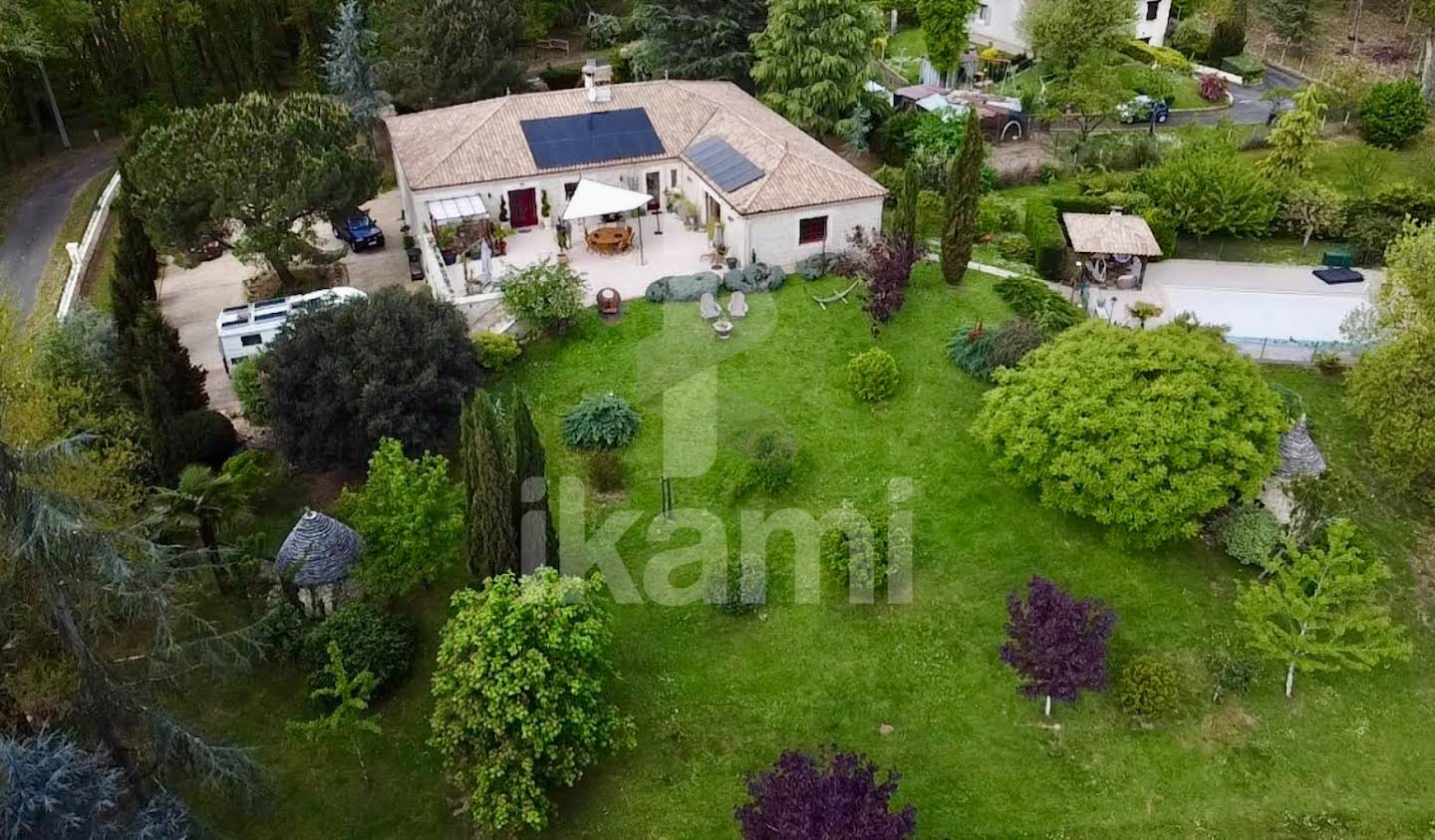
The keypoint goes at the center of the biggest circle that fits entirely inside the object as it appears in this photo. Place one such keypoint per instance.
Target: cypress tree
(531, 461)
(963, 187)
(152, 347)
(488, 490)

- - -

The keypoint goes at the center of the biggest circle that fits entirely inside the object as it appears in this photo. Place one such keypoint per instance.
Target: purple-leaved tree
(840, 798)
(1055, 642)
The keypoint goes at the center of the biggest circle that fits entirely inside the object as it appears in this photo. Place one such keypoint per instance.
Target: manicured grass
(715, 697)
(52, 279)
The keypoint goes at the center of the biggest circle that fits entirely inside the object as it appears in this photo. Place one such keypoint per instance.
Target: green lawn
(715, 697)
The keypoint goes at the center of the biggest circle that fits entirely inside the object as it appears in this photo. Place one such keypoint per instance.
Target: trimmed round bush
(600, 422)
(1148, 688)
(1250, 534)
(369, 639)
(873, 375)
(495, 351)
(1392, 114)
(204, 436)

- - -

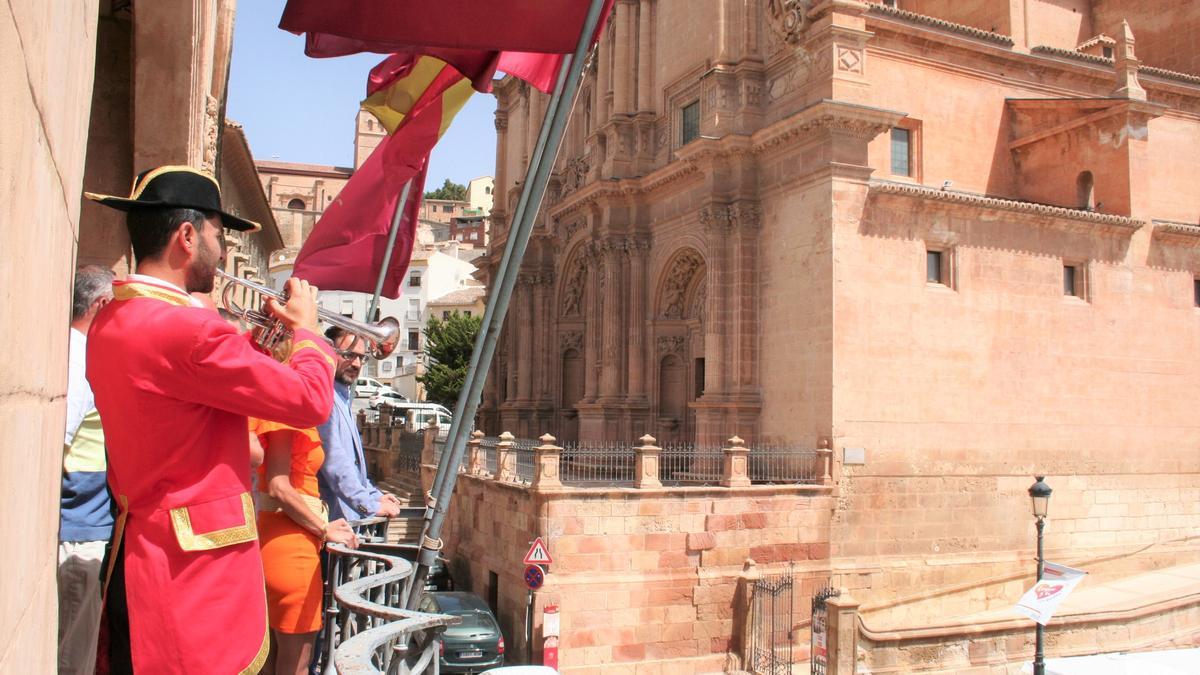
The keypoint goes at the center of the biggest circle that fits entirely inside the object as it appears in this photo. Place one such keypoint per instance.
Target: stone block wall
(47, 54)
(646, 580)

- - -

What to produce: Pick out every line of the material that contains the word "tree" and copy each of those lines.

Complete response:
Target: cypress tree
Target: purple-leaved tree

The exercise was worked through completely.